--- START OF Selection ---

If we were updating it directly there would be no qualia.

> That is a great question, which I think shows a flaw in physicalism.  The
> mind does not exist (as a physical structure) at any one location.  It is an
> informational pattern (which extends both through the dimensions of time and
> space).

To me that's a metaphysical appeal. Time and space contain no pattern.
They are the absence of pattern.

> > Why can't we just see it with
> > the naked eye?
>
> Here you sound like Liebniz, who said:
>
> "One is obliged to admit that perception and what depends upon it is
> inexplicable on mechanical principles, that is, by figures and motions. In
> imagining that there is a machine whose construction would enable it to
> think, to sense, and to have perception, one could conceive it enlarged
> while retaining the same proportions, so that one could enter into it, just
> like into a windmill. Supposing this, one should, when visiting within it,
> find only parts pushing one another, and never anything by which to explain
> a perception. Thus it is in the simple substance, and not in the composite
> or in the machine, that one must look for perception."
>
> He was saying that if we blew up a mechanical mind, so we could walk around
> inside it and look around, we wouldn't find the mind anywhere, there would
> be nothing to account for it.  I didn't have the chance to ask Liebniz this,
> so I will ask you: What would you expect to see?  What do you think a mind
> would look like?

The mind looks like whatever visual art or artifacts it produces. When
you read these words, you read my mind. It's not an object, it's a
subject. I tried to capture it here: 
http://27.media.tumblr.com/tumblr_lm7sjgcPBE1qeenqko1_500.jpg
What is black is subjective.

> It is not as though one would find some glowing orb or magic ghost like
> particle.  Consider that if we magnified a hard drive such that we could
> walk around around it, we would not see the photographs, and movies, nor the
> documents and music files that are represented in it.

Exactly. Only our minds can see the movies and hear the music. There
is nothing on a hard drive for a cockroach or platypus.
Representation, information... these are phantoms of a made up world.
They are mythology. Technically it's an anti-mythology because it's
far occidental rather than oriental but it's still well out of the
realm of concrete existential processes. The universe is made of
sense, and information is a slim category of sense.

--- END OF Selection ---
--- START OF Given data ---

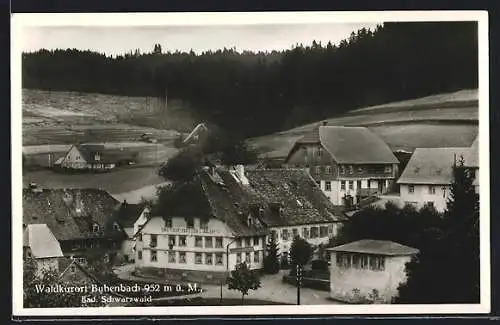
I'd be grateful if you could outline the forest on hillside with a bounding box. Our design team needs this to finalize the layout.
[22,22,478,137]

--- END OF Given data ---

Answer these questions about the exchange on the mind above:
(a) In the quotation attributed to Liebniz, where must one look for perception?
(b) What does the response say time and space are?
(c) According to the closing paragraph, what is the universe made of?

(a) In the simple substance, not in the composite or in the machine.
(b) They are the absence of pattern.
(c) Sense.